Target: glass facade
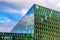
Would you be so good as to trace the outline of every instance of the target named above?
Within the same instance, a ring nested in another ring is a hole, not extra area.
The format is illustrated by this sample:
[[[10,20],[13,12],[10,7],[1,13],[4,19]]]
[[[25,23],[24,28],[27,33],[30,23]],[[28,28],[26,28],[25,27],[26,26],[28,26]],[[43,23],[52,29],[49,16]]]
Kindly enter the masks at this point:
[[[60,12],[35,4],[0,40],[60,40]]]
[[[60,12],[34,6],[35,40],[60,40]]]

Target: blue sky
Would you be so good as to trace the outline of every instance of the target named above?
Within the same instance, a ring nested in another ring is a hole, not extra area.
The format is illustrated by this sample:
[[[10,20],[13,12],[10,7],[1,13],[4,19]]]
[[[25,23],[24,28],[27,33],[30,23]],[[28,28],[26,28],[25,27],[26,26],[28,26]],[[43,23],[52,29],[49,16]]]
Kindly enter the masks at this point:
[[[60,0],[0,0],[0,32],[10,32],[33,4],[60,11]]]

——

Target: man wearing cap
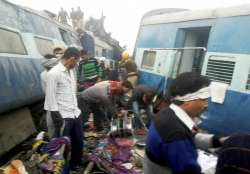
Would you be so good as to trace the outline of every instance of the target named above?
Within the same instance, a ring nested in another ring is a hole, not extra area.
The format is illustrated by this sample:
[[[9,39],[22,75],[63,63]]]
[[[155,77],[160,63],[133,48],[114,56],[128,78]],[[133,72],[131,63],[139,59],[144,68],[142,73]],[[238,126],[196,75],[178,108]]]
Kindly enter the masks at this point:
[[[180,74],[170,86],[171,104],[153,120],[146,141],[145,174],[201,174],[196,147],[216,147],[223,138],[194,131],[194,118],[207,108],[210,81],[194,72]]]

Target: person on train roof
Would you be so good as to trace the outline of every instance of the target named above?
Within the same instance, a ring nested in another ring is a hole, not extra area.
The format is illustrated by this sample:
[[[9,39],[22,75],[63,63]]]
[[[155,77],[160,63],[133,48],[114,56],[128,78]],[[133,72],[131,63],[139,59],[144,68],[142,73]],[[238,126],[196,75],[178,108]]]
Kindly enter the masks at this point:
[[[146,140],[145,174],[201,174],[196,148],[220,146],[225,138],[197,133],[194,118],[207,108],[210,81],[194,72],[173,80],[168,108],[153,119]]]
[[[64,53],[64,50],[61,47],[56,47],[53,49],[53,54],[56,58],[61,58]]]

——

_DIRECTIONS_. Reproduce the rows starting at the line containing "Target: glass facade" and ending at the line containing "[[[60,0],[0,0],[0,32],[10,32],[33,4],[60,11]]]", substituting "draw" for "trace" and leaving everything else unchanged. Omit the pictures from your answer.

_CORRECT OUTPUT_.
Target: glass facade
Would you be so good as to draw the outline of every instance of the target named above?
Within the same instance, a ring nested in another ring is a hole, not extra area.
The format is illustrated by this sample:
[[[10,20],[13,12],[10,7],[1,13],[4,19]]]
[[[25,23],[24,28],[27,33],[30,23]],[[28,28],[26,28],[25,27],[26,26],[28,26]],[[43,23],[52,29],[49,16]]]
Kindly enter the masks at this point:
[[[60,12],[35,4],[0,40],[60,40]]]
[[[60,12],[34,6],[35,40],[60,40]]]

Target: blue sky
Would you be so good as to draw the outline of every instance of the target named above?
Within the same instance, a ring nested in another ring is a hole, not extra area.
The format is illustrated by this sample:
[[[10,20],[13,12],[10,7],[1,13],[4,19]]]
[[[25,23],[24,28],[27,33],[30,23]],[[28,28],[26,28],[25,27],[26,26],[28,26]],[[43,23],[52,29],[49,16]]]
Kindly enter the masks at this point:
[[[60,0],[0,0],[0,32],[10,32],[33,4],[60,11]]]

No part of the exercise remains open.